■ **OBJECTIVES**
(1) In the essay on grey hair, whom do hair product companies and advertisers hire to encourage dyeing and concealing grey hair?
(2) Pick up the essay on grey hair after its last sentence and keep writing in the same voice.

■ **SOURCE EXTRACT**
····················
Is covering our grey hairs a symbolic act, a psychological way to slow down or stop our life stage transition from youth to middle-age, or middle-age to elder?

Hair product companies and advertisers hire models and celebrities to encourage dyeing, covering, and concealing grey hair. Concealing our grey hair is more than just hair though, isn’t it really about concealing our age and concealing our authentic selves?

What messages do these hair product companies and advertisers send? That if we have grey hair, we won’t look sexy, be sexy, feel sexy, be attractive, feel attractive, be admired, be beautiful, be sexual, be happy, be successful, etc. Isn’t this ageism?

Actually it’s a very personal question: What makes you feel attractive, beautiful, desirable and sexual, without any outside influence(rs)?

Turns out that fifty shades of grey hair is also about sex and challenging the myths of sexuality as we age.

I’ve been looking around for middle aged women who are authentic, open and transparent about their age and aging, allowing their grey hair to show. It takes courage to be authentic and transparent about oneself at any age, and especially if there are potential career, financial, or relationship consequences.
····················
■ **RAW RECORDS**
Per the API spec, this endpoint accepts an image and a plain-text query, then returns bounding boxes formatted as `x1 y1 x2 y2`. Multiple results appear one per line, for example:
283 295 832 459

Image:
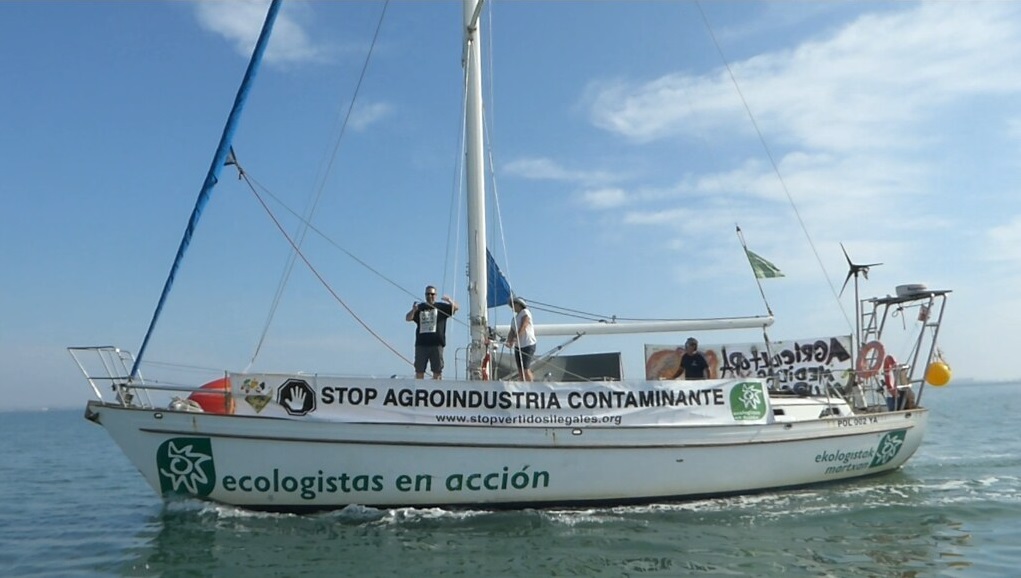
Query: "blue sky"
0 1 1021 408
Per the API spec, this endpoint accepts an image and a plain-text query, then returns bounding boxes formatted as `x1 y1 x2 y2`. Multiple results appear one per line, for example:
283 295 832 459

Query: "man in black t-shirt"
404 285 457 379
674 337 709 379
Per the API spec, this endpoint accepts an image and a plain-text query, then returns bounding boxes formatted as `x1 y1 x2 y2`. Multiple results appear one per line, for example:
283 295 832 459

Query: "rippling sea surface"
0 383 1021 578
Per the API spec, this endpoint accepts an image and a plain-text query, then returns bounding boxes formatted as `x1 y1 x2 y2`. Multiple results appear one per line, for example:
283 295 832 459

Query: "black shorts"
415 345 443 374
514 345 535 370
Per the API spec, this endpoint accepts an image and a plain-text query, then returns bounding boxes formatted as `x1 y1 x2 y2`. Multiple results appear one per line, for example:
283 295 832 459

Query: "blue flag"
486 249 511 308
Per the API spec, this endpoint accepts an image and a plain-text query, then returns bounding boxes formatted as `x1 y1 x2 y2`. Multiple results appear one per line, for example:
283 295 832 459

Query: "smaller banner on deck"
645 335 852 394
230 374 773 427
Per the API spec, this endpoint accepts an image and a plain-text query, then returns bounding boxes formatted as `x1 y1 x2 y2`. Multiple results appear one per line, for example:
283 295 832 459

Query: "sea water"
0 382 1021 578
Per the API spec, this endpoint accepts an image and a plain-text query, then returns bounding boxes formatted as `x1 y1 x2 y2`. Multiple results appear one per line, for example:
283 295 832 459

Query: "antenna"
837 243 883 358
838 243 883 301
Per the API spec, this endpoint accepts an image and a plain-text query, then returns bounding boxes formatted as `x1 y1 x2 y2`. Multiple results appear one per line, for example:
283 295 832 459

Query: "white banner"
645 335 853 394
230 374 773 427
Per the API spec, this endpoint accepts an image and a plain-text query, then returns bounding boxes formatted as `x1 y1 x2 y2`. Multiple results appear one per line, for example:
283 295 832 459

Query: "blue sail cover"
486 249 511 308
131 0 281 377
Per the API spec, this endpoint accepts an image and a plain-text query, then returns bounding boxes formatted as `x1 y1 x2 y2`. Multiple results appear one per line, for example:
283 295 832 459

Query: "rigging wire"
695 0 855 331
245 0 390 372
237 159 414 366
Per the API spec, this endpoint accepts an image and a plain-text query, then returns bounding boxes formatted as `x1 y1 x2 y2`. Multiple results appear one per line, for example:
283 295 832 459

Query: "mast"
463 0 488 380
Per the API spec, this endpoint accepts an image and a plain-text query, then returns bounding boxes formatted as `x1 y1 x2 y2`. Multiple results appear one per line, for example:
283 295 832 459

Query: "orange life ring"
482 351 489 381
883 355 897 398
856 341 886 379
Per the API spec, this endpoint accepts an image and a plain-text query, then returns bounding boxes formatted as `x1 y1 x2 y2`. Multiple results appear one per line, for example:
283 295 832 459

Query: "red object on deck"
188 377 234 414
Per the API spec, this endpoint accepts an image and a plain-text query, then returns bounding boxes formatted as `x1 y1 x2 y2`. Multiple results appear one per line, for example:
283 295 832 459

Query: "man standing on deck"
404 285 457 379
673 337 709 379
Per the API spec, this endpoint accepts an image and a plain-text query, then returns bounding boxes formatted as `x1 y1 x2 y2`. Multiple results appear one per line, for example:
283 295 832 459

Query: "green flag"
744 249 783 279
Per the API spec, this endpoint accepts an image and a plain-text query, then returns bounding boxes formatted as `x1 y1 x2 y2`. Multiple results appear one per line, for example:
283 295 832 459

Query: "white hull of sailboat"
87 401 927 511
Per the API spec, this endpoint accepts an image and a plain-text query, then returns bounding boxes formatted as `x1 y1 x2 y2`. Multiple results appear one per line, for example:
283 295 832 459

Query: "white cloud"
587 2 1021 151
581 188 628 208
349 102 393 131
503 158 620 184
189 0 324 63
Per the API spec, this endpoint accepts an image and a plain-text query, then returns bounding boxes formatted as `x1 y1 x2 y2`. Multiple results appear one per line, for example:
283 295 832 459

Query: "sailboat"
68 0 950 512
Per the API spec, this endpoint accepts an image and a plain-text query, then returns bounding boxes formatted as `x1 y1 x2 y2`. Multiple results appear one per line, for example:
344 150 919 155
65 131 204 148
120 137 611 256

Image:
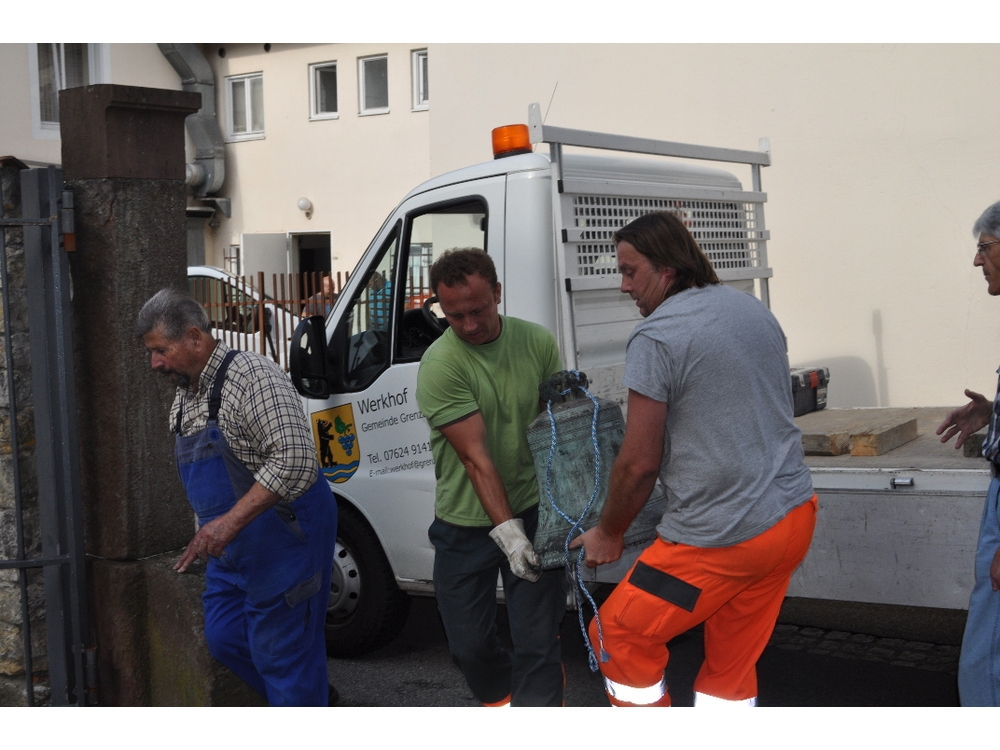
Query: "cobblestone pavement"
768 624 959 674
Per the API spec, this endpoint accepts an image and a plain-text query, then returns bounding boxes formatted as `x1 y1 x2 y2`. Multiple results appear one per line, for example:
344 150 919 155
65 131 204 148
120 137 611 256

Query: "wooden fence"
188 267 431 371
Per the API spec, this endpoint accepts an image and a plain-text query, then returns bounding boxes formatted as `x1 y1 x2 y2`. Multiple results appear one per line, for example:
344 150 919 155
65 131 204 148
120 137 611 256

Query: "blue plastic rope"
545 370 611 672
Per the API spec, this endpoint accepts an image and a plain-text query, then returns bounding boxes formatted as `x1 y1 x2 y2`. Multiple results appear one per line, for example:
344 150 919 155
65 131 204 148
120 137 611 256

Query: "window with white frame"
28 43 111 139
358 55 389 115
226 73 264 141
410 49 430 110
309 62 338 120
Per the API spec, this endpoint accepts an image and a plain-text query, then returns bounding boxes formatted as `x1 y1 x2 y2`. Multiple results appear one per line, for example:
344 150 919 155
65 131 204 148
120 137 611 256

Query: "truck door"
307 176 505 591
····················
■ **REPLIES**
(1) Models and celebrities.

(2)
Here is my wish list for those of us who have or will have grey hair:

I wish hair and beauty product companies would create shampoos and conditioners that help us nourish and care for our beautiful grey hair.

I wish hair salons would offer more options for classy, funky and stunning haircuts for women with grey hair.

I wish hair product companies and hair salons would help us reveal our grey hair instead of conceal it, especially as it grows in.

I wish hair stylists, hair colour technicians, and make-up artists would be comfortable revealing their own grey hair.

I wish hair-care and beauty industry would spend money and research helping us age healthfully and positively with our grey hair.